DATASET ENTRIES:
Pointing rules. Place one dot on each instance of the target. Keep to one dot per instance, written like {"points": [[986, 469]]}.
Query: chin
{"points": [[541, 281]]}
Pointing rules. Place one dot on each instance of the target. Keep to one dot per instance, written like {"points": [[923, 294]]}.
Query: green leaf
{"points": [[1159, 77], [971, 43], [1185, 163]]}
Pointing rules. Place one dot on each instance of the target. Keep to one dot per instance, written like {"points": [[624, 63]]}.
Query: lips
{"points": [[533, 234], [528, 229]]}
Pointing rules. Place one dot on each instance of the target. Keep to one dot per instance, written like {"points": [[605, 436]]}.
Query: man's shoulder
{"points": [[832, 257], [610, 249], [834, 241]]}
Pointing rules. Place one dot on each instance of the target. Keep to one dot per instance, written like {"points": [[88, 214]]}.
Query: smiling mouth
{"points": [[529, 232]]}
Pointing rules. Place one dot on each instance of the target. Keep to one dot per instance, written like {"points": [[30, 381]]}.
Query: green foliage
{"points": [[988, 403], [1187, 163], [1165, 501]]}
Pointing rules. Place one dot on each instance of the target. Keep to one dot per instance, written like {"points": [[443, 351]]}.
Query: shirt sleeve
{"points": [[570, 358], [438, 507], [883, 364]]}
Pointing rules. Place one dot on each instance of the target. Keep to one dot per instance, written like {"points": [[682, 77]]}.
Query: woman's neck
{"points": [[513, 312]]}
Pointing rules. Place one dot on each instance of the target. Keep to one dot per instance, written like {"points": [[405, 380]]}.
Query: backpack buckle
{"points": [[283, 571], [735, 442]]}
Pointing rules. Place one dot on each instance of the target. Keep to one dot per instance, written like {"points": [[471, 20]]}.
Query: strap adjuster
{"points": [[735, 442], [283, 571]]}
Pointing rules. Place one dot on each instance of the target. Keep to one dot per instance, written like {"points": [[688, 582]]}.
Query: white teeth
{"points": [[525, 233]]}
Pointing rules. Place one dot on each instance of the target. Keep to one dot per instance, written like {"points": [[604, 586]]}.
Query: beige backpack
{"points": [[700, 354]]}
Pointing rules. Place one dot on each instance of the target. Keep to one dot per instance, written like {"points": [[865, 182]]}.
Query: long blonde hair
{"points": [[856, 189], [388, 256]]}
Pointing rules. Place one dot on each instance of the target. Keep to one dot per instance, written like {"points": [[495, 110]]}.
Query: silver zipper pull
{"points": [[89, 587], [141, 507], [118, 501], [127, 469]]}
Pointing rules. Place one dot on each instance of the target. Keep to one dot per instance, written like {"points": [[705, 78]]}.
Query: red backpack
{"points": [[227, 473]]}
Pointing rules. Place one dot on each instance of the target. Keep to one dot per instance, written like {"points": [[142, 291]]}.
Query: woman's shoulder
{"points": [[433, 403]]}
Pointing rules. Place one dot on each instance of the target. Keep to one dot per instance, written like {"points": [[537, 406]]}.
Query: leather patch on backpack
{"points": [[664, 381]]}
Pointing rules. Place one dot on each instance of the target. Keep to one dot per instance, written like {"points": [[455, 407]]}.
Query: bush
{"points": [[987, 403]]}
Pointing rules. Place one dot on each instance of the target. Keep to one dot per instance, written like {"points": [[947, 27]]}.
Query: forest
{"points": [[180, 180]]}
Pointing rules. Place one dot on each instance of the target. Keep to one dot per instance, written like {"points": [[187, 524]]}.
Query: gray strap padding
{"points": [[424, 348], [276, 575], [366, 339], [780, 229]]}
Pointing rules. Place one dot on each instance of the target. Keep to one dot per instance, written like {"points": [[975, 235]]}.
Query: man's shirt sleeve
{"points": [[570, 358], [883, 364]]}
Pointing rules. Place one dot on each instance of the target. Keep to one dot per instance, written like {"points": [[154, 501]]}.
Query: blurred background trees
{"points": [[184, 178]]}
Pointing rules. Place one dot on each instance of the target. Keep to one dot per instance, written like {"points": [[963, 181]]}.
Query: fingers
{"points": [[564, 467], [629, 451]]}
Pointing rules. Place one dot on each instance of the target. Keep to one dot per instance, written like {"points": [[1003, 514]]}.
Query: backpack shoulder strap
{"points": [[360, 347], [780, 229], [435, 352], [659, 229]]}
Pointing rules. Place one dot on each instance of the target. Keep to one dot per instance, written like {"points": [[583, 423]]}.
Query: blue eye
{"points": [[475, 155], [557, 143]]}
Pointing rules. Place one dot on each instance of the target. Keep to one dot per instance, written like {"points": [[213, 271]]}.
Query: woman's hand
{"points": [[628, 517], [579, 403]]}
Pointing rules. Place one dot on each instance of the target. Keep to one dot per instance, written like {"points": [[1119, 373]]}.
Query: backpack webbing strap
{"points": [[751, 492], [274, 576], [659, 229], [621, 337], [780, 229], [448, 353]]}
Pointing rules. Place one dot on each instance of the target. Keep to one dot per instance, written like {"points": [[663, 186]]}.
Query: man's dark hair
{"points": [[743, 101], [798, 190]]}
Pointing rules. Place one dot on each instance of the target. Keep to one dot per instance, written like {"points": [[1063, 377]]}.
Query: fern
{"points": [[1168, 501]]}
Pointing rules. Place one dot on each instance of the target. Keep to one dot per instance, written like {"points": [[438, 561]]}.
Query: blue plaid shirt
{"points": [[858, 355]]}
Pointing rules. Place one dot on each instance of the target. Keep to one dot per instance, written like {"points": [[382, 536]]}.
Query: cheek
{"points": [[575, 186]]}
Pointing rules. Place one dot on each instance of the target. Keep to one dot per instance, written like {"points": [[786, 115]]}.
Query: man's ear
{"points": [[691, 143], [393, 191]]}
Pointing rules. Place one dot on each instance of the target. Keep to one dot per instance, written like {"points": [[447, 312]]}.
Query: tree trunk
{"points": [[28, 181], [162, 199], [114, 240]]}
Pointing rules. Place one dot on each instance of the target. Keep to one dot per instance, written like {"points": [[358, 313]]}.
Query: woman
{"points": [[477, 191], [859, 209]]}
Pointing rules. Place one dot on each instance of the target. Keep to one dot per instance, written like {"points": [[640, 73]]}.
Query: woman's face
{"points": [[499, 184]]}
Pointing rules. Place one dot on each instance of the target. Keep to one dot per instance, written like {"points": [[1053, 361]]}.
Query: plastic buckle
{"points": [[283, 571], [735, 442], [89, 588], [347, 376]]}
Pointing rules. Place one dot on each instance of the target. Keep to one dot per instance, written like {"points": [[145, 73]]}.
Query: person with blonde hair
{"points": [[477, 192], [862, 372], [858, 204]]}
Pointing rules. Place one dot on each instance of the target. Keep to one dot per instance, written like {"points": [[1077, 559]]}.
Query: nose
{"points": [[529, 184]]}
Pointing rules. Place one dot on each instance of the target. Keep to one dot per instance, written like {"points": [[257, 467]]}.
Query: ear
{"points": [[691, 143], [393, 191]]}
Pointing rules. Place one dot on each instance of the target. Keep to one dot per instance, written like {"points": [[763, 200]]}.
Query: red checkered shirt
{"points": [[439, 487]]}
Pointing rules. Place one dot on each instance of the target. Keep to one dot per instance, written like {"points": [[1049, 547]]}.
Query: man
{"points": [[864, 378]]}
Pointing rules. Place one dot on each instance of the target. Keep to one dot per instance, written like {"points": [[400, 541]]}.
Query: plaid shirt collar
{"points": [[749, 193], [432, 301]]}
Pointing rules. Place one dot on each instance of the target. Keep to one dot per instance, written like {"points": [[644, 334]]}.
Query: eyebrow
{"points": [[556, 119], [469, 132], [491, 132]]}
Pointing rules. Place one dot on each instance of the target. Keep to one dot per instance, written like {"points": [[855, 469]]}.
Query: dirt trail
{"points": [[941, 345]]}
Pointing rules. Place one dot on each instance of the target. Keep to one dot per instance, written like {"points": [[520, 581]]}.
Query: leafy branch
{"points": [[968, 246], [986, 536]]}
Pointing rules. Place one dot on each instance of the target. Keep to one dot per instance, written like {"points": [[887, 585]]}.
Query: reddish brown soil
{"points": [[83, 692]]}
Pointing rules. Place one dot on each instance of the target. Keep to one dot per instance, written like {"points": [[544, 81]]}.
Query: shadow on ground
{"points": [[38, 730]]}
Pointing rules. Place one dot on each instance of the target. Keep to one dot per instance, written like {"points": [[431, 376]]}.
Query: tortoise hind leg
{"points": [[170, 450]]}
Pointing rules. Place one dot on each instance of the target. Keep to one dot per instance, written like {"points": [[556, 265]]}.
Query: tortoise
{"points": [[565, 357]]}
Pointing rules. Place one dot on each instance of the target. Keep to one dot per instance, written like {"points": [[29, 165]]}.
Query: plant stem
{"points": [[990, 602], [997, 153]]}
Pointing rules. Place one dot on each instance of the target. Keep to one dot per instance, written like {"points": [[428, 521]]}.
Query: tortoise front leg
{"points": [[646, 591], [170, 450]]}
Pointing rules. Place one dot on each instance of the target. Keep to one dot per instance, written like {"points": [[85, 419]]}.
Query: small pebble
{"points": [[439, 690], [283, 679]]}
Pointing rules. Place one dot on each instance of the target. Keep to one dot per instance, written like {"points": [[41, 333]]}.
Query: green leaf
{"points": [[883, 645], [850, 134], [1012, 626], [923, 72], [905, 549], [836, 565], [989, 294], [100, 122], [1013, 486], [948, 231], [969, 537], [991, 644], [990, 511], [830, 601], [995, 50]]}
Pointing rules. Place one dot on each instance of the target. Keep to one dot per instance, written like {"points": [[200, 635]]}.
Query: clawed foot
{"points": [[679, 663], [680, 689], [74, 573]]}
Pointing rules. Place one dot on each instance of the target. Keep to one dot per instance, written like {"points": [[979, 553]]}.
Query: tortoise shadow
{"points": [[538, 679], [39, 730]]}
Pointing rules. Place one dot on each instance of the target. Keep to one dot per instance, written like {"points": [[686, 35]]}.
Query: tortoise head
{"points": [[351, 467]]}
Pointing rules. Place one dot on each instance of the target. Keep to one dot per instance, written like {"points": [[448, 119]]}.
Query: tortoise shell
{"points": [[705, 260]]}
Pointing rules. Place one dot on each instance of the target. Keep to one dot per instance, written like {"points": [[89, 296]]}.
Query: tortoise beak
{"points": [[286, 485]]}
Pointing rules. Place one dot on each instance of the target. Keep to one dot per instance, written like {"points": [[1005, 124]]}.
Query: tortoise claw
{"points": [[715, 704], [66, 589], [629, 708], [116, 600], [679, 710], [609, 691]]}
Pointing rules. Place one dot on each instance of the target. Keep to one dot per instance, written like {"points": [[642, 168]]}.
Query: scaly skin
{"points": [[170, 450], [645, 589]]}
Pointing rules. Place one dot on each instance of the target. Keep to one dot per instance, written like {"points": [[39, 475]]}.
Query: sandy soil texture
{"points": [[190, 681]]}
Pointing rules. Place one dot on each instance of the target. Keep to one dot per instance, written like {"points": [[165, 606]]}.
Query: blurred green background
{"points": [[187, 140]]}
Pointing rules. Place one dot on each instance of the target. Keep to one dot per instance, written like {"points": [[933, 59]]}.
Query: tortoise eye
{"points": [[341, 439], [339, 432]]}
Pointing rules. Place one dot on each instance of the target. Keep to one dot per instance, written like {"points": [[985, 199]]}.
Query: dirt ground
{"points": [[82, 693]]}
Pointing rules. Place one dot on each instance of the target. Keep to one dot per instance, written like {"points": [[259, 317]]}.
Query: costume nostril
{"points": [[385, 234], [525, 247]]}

PROBLEM REQUIREMENTS:
Reproduce exactly the line that contains "Query: sandy soil texture" together with each line after it to the end of the entries; include no other lines.

EXPECTED OUTPUT:
Query: sandy soil texture
{"points": [[190, 681]]}
Pointing rules. Place one dot on each instance of the target. Keep to one dot per instance, written like {"points": [[165, 606]]}.
Query: blurred green background
{"points": [[187, 140]]}
Pointing rules. Place one dot on each instance of the target. Keep to one dot per instance, written like {"points": [[933, 59]]}.
Query: tortoise eye
{"points": [[341, 439], [339, 432]]}
Pointing rules. Place one dot on each instance of the target. Keep to one dot per instance, written like {"points": [[985, 199]]}.
Query: dirt ground
{"points": [[82, 693]]}
Pointing rules. Place one dot on each instance of the target. Keep to one dot per instance, written like {"points": [[259, 317]]}.
Query: costume nostril
{"points": [[385, 234], [525, 247]]}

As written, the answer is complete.